Delfim Netto no documentário sobre censura no Estadão: “Eu assinei o AI-5 e assinaria de novo. Se as condições fossem aquelas vigentes naquele instante”. Foto: Acervo Estadão

Um dos mais controversos personagens da política econômica brasileira, Delfim Netto [1928-2024] foi protagonista de momentos decisivos do País durante a ditadura militar. Com seu reconhecido brilhantismo no conhecimento econômico acadêmico, ocupou um dos cargos mais importantes do governo militar, o de ministro da Fazenda, de 1967 a 1974, justamente um dos períodos de grande crescimento econômico e também da violência institucional contra opositores do regime.

Foi nessa condição de ministro civil de um regime militar que participou da fatídica reunião que decidiu e decretou o AI-5, o Ato Institucional número 5. Decretado em 13 de dezembro de 168, o AI-5 é o mais duro e violento conjunto de medidas imposto pelo governo militar no Brasil, instituindo a censura à imprensa, o fim do habeas corpus para presos políticos, o fechamento do Congresso e outras medidas de repressão.

◆ Tarefas a fazer:
• a. Repita, sem mudar nada, a parte do trecho sobre Delfim Netto que vai de "Foi nessa condição" até "medidas de repressão.".
• b. No trecho sobre Delfim Netto, que cargo ele ocupou no governo militar e em que anos?
As linhas a seguir são um material à parte, sem ligação com o trecho.

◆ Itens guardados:
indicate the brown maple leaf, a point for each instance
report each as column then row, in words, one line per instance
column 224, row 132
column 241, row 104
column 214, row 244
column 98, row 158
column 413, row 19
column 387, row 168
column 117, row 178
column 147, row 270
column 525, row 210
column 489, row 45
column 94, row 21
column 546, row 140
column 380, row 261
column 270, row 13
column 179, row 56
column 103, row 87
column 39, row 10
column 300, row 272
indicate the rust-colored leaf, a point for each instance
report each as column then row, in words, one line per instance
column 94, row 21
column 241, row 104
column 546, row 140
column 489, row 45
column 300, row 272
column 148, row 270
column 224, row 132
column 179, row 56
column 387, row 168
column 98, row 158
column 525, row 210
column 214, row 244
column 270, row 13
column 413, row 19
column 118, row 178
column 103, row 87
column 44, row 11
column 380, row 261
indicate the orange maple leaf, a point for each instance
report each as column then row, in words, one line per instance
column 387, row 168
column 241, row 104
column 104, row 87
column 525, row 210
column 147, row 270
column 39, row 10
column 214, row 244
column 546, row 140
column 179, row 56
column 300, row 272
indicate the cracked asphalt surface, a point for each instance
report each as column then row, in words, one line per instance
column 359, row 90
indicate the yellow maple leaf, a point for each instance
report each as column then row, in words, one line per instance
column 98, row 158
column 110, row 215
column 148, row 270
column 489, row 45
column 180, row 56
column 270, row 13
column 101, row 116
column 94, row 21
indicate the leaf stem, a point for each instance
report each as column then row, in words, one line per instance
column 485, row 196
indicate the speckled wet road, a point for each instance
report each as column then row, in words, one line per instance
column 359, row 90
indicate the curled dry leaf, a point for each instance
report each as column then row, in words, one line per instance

◆ Respostas dadas:
• a.
Foi nessa condição de ministro civil de um regime militar que participou da fatídica reunião que decidiu e decretou o AI-5, o Ato Institucional número 5. Decretado em 13 de dezembro de 168, o AI-5 é o mais duro e violento conjunto de medidas imposto pelo governo militar no Brasil, instituindo a censura à imprensa, o fim do habeas corpus para presos políticos, o fechamento do Congresso e outras medidas de repressão.

• b. Ele foi ministro da Fazenda, de 1967 a 1974.